▸ **Exercise**:
Write out the records again, exactly, leaving none out.

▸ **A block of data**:
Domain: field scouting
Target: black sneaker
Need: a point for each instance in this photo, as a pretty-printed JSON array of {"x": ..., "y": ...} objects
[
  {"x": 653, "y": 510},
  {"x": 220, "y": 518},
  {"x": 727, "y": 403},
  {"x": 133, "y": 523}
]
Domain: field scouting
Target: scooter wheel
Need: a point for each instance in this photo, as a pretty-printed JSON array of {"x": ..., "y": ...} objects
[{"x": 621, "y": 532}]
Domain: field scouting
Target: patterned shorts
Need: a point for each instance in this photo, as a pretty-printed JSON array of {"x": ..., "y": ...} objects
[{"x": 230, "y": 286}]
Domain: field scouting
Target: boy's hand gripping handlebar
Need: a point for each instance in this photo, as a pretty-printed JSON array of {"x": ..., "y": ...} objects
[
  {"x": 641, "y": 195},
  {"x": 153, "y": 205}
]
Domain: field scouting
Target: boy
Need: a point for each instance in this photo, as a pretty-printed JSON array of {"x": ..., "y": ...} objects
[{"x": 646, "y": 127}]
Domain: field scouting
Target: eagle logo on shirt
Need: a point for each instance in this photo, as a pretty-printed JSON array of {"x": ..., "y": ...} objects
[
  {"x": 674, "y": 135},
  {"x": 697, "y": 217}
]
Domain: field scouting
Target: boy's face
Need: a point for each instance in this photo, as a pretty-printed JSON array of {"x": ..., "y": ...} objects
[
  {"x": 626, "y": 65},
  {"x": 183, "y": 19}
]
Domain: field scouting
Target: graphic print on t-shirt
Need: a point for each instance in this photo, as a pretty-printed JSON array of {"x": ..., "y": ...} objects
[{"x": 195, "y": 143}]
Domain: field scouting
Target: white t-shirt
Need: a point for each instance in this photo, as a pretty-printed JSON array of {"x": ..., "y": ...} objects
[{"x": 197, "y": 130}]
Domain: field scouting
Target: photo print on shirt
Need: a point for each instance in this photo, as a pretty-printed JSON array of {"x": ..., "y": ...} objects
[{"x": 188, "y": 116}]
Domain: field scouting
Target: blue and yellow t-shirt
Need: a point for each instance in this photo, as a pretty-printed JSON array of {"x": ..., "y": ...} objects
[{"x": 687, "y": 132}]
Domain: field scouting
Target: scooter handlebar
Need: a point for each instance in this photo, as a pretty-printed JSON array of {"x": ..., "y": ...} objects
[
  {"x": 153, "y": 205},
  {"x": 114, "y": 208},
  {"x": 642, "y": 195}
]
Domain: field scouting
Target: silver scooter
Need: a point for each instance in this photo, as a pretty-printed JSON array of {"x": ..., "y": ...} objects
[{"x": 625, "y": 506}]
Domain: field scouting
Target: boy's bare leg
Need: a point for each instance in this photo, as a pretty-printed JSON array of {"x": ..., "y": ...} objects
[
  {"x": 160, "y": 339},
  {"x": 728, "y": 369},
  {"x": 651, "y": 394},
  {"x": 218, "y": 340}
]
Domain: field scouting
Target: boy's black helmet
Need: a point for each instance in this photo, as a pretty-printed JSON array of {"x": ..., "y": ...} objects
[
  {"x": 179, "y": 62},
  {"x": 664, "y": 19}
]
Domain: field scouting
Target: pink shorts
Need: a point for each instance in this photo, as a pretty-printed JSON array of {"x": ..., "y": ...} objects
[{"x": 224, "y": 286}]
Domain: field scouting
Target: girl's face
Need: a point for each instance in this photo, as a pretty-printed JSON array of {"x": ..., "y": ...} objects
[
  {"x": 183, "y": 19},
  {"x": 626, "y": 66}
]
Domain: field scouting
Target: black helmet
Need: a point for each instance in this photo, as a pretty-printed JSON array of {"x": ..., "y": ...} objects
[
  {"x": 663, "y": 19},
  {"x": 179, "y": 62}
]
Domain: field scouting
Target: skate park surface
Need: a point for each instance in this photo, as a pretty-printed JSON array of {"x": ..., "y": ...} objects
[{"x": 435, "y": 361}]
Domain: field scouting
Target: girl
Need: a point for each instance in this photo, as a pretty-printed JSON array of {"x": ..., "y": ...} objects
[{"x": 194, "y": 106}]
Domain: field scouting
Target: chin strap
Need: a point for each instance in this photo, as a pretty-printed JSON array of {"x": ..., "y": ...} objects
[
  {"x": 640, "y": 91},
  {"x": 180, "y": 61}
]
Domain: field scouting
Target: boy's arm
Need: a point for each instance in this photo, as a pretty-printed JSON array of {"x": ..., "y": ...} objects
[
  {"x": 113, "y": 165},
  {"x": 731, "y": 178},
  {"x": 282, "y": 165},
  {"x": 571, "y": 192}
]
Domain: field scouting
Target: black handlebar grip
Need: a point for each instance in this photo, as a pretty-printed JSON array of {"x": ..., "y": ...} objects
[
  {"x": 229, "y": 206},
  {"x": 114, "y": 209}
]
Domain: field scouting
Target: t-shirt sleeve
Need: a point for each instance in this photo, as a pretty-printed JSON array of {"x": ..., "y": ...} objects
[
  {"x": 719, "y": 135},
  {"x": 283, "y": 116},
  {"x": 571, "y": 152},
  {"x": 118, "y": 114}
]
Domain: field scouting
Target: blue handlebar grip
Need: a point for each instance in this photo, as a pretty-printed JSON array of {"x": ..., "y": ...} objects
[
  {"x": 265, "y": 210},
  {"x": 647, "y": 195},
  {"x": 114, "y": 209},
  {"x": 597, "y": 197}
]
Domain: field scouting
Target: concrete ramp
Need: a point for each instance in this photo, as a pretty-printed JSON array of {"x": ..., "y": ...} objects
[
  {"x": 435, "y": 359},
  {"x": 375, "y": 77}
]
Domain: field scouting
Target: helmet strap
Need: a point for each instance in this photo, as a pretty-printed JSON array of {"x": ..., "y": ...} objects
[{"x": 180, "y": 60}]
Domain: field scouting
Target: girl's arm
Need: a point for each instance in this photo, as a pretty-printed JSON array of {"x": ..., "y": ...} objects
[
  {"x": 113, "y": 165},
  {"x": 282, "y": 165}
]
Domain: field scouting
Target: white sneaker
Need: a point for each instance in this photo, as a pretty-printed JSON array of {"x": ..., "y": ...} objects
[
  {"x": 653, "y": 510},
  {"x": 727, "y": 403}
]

▸ **Result below**:
Domain: field scouting
Target: black sneaker
Need: a point for each instance in this photo, as a pretty-printed JSON array of {"x": ..., "y": ...} objects
[
  {"x": 653, "y": 510},
  {"x": 220, "y": 518},
  {"x": 727, "y": 403},
  {"x": 133, "y": 523}
]
Domain: field scouting
Target: scooter wheel
Need: a point for each instance in this photo, as a pretty-printed JSON array of {"x": ..., "y": ...} objects
[{"x": 621, "y": 532}]
Domain: field scouting
Target: patterned shorts
Need: a point for each instance in this photo, as a pretty-printed JSON array of {"x": ..., "y": ...} objects
[{"x": 230, "y": 286}]
Domain: field scouting
Target: boy's hand gripping handlebar
Need: a point for each instance in this photo, as a pretty-printed JSON array of {"x": ..., "y": ...} objects
[
  {"x": 641, "y": 195},
  {"x": 153, "y": 205}
]
Domain: field scouting
Target: boy
Need: a point for each instance in this photo, as a pretty-printed JSON array of {"x": ..., "y": ...} objects
[{"x": 646, "y": 127}]
Domain: field scouting
Target: eagle logo on shirt
Need: a point for each instance in this photo, as a pretty-printed JSON array of {"x": ..., "y": ...} objects
[
  {"x": 674, "y": 135},
  {"x": 697, "y": 217}
]
Domain: field scouting
Target: boy's face
Need: a point for each instance in this photo, as a pretty-printed JSON array of {"x": ..., "y": ...} objects
[
  {"x": 626, "y": 65},
  {"x": 183, "y": 19}
]
Domain: field scouting
Target: graphic print on t-shirt
Need: a point for each instance in this photo, as a pretty-printed JSON array of {"x": ..., "y": ...} objects
[{"x": 195, "y": 143}]
Domain: field scouting
Target: white t-shirt
Need: a point for each instance in this photo, as a pretty-printed JSON array of {"x": ..., "y": ...} objects
[{"x": 197, "y": 130}]
Domain: field scouting
Target: photo print on shirt
Need: a point for each instance in this photo, as a pretty-printed JSON array of {"x": ..., "y": ...} objects
[{"x": 188, "y": 116}]
Domain: field scouting
Target: blue and yellow t-shirt
Need: a point for each instance in this photo, as a pretty-printed JSON array of {"x": ..., "y": ...} objects
[{"x": 687, "y": 132}]
Domain: field scouting
Target: scooter handlebar
Need: a point for each instance in this photo, as a pretty-printed JSON array of {"x": ..., "y": ...} objects
[
  {"x": 153, "y": 205},
  {"x": 114, "y": 208},
  {"x": 642, "y": 195}
]
Domain: field scouting
Target: silver scooter
Need: a point for each instance in this photo, as a pretty-printed JSON array of {"x": ..., "y": ...} objects
[{"x": 625, "y": 506}]
Domain: field scouting
Target: boy's bare leg
Need: a point for each instance in this photo, as a pretty-printed JSON array of {"x": ..., "y": ...} objects
[
  {"x": 160, "y": 339},
  {"x": 728, "y": 369},
  {"x": 651, "y": 394},
  {"x": 218, "y": 340}
]
Domain: field scouting
Target: boy's black helmet
Need: a point for each instance in this photo, as a pretty-printed JSON array of {"x": ..., "y": ...} objects
[
  {"x": 179, "y": 62},
  {"x": 664, "y": 19}
]
Domain: field scouting
Target: pink shorts
Need: a point for each instance in this photo, as a pretty-printed JSON array of {"x": ..., "y": ...} objects
[{"x": 224, "y": 286}]
Domain: field scouting
Target: girl's face
Need: a point for each instance in this photo, as a pretty-printed JSON array of {"x": ..., "y": ...} objects
[
  {"x": 183, "y": 19},
  {"x": 626, "y": 66}
]
Domain: field scouting
Target: black helmet
Need: a point for each instance in this photo, as a pretty-printed JSON array of {"x": ..., "y": ...} objects
[
  {"x": 663, "y": 19},
  {"x": 179, "y": 62}
]
Domain: field scouting
Target: skate park surface
Need: a point for each instance in this photo, as a pretty-printed JSON array of {"x": ..., "y": ...} objects
[{"x": 435, "y": 361}]
Domain: field scouting
Target: girl
Need: a point for each instance in this photo, as a pretty-printed JSON array of {"x": ..., "y": ...} objects
[{"x": 194, "y": 106}]
Domain: field scouting
Target: chin strap
Need: a point for each instance in this photo, as a pretty-printed JSON array of {"x": ..., "y": ...} objects
[
  {"x": 640, "y": 91},
  {"x": 180, "y": 61}
]
Domain: field scouting
Target: boy's arm
Need: a point for each instance in this photo, as a pretty-printed JSON array of {"x": ..., "y": ...} objects
[
  {"x": 113, "y": 165},
  {"x": 731, "y": 178},
  {"x": 282, "y": 165},
  {"x": 571, "y": 192}
]
Domain: field scouting
Target: black handlebar grip
Need: a point for each instance in this photo, as a pretty-printed JSON array of {"x": ..., "y": ...} objects
[
  {"x": 229, "y": 206},
  {"x": 114, "y": 209}
]
Domain: field scouting
Target: t-shirt sleeve
Need: a point for each instance in this photo, as a pretty-printed JSON array of {"x": ..., "y": ...} objects
[
  {"x": 719, "y": 135},
  {"x": 283, "y": 116},
  {"x": 571, "y": 152},
  {"x": 118, "y": 114}
]
Domain: field scouting
Target: blue handlebar grip
Need: a point for each instance in this photo, as a pretty-printed JSON array of {"x": ..., "y": ...} objects
[
  {"x": 265, "y": 210},
  {"x": 647, "y": 195},
  {"x": 114, "y": 209},
  {"x": 597, "y": 197}
]
Domain: field scouting
Target: concrete ramp
Need: a point for each instance in this photo, as a pretty-printed JSON array of {"x": ..., "y": ...} objects
[
  {"x": 435, "y": 359},
  {"x": 375, "y": 77}
]
Domain: field scouting
Target: helmet strap
Need: a point for each instance in this photo, as a pretty-printed JSON array of {"x": ..., "y": ...} objects
[{"x": 180, "y": 60}]
Domain: field scouting
Target: girl's arm
Need: a point for each instance in this photo, as a pretty-printed JSON array of {"x": ..., "y": ...} objects
[
  {"x": 113, "y": 165},
  {"x": 282, "y": 165}
]
Domain: field scouting
Target: white sneaker
Need: a point for each instance in this photo, as a pretty-printed JSON array of {"x": ..., "y": ...} objects
[
  {"x": 653, "y": 510},
  {"x": 727, "y": 403}
]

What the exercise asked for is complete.